EXCERPTED TEXT:

+ + + +

The State Learns from Getting Burned

The counterinsurgent's dilemma is ancient. Every empire that has tried to govern restive populations has confronted the same problem: overwhelming military force defeats an army but not an idea; killing enough people quiets a territory for a generation but doesn't eliminate the next generation's grievances; and the terror sufficient to suppress a population also destroys the tax base and the labor supply that made conquering the territory worthwhile in the first place. States have been working out their answers to this problem for at least 3,000 years — producing, losing, rediscovering, and losing again a body of operational knowledge about what actually works.

+ + + +

RECORDS SUPPLIED:
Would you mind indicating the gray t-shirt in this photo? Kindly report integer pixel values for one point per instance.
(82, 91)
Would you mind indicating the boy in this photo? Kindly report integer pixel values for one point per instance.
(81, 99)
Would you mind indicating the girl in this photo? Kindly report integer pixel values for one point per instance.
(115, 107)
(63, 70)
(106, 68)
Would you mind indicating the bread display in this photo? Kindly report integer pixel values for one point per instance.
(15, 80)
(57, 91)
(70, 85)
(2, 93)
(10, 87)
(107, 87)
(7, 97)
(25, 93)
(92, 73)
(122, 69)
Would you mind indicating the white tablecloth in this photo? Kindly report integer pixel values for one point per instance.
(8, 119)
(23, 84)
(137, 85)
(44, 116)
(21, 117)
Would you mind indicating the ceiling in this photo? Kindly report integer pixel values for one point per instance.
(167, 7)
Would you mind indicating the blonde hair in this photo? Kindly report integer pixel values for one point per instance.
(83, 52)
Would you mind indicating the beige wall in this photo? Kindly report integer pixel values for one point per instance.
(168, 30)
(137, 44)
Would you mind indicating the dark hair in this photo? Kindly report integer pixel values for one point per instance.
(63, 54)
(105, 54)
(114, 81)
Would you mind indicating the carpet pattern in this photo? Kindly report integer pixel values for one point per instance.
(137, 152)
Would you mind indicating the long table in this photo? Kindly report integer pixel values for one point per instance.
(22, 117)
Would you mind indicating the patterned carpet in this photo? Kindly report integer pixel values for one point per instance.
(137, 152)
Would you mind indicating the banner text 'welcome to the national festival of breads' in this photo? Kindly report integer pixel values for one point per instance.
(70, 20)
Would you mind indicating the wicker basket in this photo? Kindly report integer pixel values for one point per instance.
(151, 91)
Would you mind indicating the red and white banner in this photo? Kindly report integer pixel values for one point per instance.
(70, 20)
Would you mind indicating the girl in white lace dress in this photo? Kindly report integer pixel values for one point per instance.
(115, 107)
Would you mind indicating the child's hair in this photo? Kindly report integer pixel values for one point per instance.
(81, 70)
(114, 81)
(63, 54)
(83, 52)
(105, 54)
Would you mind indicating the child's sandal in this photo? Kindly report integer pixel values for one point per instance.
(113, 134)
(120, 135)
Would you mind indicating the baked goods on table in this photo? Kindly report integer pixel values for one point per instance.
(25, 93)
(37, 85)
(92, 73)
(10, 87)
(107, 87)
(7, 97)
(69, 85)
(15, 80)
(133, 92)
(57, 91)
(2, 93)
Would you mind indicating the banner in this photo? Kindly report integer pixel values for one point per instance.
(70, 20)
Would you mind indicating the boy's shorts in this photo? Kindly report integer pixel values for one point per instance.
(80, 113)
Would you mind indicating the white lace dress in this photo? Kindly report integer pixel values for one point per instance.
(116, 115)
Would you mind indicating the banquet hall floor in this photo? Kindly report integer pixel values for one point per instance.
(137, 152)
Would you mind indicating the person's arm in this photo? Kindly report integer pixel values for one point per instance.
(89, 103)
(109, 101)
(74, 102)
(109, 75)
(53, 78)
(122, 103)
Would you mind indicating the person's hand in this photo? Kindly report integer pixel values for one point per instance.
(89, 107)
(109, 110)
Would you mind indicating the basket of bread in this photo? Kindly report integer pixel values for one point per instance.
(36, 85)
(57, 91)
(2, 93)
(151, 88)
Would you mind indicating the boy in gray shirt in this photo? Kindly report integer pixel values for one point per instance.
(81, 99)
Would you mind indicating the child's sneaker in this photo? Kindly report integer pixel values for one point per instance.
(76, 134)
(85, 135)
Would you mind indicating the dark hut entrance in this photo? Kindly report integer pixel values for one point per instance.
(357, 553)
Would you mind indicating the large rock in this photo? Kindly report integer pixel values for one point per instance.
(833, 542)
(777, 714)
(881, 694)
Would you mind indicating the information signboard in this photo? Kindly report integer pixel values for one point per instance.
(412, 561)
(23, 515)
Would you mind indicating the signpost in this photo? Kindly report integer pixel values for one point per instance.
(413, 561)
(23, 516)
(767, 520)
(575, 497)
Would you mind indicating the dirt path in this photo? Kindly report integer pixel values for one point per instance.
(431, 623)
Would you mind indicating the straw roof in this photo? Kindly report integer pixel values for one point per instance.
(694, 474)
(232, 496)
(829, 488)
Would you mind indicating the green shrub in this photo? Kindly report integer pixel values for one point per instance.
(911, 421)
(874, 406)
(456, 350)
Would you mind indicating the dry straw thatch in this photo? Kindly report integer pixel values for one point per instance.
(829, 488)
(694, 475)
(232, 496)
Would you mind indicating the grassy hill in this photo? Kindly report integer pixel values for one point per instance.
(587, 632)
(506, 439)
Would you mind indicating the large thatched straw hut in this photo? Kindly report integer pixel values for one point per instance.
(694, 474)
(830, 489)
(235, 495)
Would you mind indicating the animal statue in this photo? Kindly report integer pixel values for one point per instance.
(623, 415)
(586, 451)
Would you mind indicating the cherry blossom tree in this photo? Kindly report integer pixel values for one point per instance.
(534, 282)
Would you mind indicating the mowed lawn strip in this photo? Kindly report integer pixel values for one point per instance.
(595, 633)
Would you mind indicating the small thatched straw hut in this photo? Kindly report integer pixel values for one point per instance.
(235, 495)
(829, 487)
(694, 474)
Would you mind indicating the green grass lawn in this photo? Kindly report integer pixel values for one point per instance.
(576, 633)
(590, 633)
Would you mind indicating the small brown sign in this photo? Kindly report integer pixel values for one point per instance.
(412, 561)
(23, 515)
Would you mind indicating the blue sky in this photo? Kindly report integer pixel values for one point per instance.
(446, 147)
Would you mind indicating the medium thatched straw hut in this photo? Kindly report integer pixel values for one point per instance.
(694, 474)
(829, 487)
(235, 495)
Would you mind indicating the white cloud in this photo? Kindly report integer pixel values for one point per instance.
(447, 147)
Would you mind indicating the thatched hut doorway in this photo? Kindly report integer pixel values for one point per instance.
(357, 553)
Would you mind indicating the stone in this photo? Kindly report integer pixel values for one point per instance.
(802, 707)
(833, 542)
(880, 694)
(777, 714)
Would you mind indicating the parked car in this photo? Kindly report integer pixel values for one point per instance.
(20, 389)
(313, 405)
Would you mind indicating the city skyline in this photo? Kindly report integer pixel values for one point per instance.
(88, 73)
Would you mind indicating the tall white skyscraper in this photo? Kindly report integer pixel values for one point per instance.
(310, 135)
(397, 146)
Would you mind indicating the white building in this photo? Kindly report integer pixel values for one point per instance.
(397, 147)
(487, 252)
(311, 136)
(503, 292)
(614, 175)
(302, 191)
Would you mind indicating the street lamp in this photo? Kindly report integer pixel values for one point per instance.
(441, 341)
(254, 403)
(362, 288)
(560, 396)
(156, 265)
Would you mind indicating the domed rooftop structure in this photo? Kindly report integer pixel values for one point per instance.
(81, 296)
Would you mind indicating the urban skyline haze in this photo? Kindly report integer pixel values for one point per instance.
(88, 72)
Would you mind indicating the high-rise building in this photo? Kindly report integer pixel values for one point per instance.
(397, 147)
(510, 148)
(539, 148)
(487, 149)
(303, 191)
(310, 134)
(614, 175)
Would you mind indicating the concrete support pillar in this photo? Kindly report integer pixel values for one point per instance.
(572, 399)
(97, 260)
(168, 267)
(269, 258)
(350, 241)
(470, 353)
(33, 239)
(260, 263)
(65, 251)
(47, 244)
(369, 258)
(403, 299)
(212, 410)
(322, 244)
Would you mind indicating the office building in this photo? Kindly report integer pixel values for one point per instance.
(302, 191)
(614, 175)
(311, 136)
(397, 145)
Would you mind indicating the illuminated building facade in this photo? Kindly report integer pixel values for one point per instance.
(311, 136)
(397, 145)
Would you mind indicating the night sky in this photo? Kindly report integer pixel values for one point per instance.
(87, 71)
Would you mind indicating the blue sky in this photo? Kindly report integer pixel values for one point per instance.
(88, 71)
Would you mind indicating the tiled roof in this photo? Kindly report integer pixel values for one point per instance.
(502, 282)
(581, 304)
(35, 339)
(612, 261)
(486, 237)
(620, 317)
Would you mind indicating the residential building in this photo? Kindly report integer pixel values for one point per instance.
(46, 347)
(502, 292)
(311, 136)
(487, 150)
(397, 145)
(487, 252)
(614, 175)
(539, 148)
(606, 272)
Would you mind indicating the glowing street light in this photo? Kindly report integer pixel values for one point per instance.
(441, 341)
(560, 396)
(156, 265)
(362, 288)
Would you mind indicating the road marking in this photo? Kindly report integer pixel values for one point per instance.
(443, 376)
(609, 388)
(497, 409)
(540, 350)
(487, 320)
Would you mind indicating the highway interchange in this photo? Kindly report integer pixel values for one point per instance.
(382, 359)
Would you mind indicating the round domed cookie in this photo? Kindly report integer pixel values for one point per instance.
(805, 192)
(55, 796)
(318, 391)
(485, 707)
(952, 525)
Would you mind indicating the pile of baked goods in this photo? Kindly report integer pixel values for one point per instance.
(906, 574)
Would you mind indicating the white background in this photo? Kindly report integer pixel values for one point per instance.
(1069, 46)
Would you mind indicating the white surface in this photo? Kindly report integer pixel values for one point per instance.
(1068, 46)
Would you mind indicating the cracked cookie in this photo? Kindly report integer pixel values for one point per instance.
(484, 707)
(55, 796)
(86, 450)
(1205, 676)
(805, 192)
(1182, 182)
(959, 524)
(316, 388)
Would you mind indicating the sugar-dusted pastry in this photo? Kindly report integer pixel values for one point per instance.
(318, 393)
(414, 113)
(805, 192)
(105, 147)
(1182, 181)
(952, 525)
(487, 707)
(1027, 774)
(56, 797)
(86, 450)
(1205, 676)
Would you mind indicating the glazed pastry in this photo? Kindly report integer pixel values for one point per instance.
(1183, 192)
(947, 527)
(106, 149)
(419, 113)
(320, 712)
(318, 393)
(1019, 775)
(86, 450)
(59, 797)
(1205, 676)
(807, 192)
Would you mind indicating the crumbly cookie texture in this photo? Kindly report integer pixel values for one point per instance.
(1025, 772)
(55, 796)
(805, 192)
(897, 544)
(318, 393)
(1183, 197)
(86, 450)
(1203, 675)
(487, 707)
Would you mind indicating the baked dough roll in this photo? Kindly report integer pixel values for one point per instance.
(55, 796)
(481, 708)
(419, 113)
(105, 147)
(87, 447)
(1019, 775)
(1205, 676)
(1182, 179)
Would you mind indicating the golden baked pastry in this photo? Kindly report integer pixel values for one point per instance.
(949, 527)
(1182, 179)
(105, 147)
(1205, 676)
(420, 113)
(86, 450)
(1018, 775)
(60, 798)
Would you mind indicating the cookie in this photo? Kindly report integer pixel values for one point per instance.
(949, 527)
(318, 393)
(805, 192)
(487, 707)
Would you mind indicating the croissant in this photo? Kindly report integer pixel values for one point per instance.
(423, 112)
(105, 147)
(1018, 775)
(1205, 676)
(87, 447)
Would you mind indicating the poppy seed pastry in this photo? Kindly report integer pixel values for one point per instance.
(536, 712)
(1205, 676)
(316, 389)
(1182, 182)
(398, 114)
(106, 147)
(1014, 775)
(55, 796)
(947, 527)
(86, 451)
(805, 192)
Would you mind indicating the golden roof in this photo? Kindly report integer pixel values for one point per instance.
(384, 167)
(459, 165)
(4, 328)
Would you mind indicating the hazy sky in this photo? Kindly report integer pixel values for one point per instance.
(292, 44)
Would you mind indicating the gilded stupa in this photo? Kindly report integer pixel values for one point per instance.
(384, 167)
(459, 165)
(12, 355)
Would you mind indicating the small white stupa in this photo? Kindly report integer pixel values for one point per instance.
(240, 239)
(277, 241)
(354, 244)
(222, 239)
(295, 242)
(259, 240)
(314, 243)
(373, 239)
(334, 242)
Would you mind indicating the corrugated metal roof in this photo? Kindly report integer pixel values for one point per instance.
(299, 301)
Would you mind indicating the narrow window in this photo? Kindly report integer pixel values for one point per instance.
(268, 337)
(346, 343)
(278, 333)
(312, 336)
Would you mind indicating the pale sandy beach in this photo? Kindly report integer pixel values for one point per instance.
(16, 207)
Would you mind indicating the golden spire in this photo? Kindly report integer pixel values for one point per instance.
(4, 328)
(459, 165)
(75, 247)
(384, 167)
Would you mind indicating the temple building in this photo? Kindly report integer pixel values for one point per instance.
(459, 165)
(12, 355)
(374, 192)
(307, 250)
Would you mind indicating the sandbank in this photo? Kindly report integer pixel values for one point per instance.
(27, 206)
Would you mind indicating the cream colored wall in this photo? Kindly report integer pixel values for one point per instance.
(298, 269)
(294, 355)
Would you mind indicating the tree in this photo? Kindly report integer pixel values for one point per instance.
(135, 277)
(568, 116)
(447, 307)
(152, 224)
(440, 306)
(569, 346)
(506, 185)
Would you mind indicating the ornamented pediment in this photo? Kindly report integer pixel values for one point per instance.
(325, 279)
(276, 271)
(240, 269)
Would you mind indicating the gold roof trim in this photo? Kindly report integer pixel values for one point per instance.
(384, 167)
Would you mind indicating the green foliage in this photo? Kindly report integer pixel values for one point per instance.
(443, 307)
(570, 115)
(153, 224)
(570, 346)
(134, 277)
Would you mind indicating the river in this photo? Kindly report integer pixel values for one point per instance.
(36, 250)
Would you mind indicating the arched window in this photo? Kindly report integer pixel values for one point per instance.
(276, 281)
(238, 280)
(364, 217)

+ + + +

INSTRUCTIONS:
A – From the counterinsurgency excerpt, quote everything from "The State Learns" down to "what actually works.".
B – Condense the paragraph of the counterinsurgency excerpt that begins "The counterinsurgent's dilemma is ancient" into a short bulleted list that keeps its main facts.
C – According to the counterinsurgency excerpt, why does terror strong enough to suppress a population work against the state using it?

SOLUTIONS BELOW:
A –
The State Learns from Getting Burned

The counterinsurgent's dilemma is ancient. Every empire that has tried to govern restive populations has confronted the same problem: overwhelming military force defeats an army but not an idea; killing enough people quiets a territory for a generation but doesn't eliminate the next generation's grievances; and the terror sufficient to suppress a population also destroys the tax base and the labor supply that made conquering the territory worthwhile in the first place. States have been working out their answers to this problem for at least 3,000 years — producing, losing, rediscovering, and losing again a body of operational knowledge about what actually works.

B –
- The counterinsurgent's dilemma is ancient, and every empire governing restive populations has faced it.
- Overwhelming military force defeats an army but not an idea.
- Killing enough people quiets a territory for a generation but leaves the next generation's grievances.
- Terror strong enough to suppress a population also destroys the tax base and labor supply that made conquest worthwhile.
- For at least 3,000 years, states have produced, lost, and rediscovered operational knowledge about what works.

C – That level of terror also destroys the population's tax base and labor supply. Those were what made conquering the territory worthwhile in the first place.